■ EXCERPTED PASSAGE ■
>>>>

Q: What is the appropriate view for naturalists to take of claims for the supernatural?
A:  I'm with Jerry Coyne on this one.  The statement that "science has nothing to say about the supernatural" is, so far as I can tell, either so obvious as to be tautological or so flimsy as to be like a Jenga tower contructed by toddlers.  Science studies the natural, and insofar as claims about "supernatural" entities are natural claims (praying cures cancer, for example), they are within the bounds of scientific inquiry.  As Greta Christina points out, every time science has investigated something claimed to be supernatural, it has revealed it to in fact be natural or non-existant.  The existence of ESP is something science can study, because it posits a falsifiable event-- people reading the minds of others.  Even if the mechanism could not be verified just yet, a scientist can test whether it is actually possible to know exactly what someone is thinking without using cues from their behavior, your familiarity with their character, being told by someone else, and so on.  And if such a capacity were confirmed to exist, I can guarantee that scientists would not rest until they discover the mechanism, and furthermore that they would eventually find it.  And if scientists can find it, it is natural.

<<<<

■ DATA SUPPLIED ■
>>>>

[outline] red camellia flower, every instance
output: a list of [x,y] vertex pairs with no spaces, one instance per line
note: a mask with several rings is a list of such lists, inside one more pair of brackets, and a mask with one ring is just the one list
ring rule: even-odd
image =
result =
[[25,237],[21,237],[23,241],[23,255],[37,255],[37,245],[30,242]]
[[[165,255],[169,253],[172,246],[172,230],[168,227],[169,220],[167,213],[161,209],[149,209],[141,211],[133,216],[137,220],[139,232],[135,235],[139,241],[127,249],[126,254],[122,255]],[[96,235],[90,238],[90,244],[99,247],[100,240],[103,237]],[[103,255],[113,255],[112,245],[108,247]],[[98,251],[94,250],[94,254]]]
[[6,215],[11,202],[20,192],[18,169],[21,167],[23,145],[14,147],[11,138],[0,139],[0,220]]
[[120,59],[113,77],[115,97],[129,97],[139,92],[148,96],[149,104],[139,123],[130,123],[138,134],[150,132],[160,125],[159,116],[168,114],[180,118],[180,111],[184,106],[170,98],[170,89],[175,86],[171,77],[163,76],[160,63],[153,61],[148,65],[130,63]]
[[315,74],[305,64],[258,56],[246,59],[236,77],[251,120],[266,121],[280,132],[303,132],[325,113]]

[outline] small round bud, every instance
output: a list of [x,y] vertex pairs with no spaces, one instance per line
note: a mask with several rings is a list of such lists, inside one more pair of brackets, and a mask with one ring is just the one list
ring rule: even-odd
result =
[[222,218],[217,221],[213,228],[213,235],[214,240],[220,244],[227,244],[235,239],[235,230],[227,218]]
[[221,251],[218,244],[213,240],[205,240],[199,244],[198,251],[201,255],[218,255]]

<<<<

■ ASSIGNMENT 1 ■
List the ways of knowing someone's thoughts that, according to the Q&A on the supernatural, a test for ESP would need to rule out.
■ ASSIGNMENT 2 ■
Carry on the Q&A on the supernatural, picking up after its last sentence.
The entries have no connection to the Q&A on the supernatural.

■ EXERCISE OUTPUT 1 ■
- Cues from their behavior
- Familiarity with their character
- Being told by someone else

■ EXERCISE OUTPUT 2 ■
Q:  What would convince you that the supernatural exists?
A:  The answer to what would make me say "Wow, that's really strange and amazing and I have no idea how it happened" is trivially easy.  Any number of magic tricks would accomplish the job.  But that hardly means those amazing events have no explanation, does it?   The only difference between a magic trick and "real" magic is the matter of how many people know what's actually going on.  In the former case the at least the magician him/herself knows, and in the latter case he/she doesn't.  Meditation wasn't magic when even its practitioners didn't know how it worked, and it isn't now that we do know (at least somewhat).  Claiming that magic and/or the supernatural are things we cannot explain is simply begging the question-- why can't we explain them?  By what justification would you say "can't" to mean "can't ever" instead of "can't just now"?  If we're talking about an observable event, an event detectable in any way by humans, then the former position is thoroughly unscientific.  A scientist who looks at something strange and mind-boggling and says "We can't ever explain that" has abdicated thinking like a scientist with regard to that thing.  Wearing the scientist hat means refusing to ever close the door on inquiry and hang a sign on it that says "Keep Out: Mystery Inside."

Q: What would convince you that a god exists?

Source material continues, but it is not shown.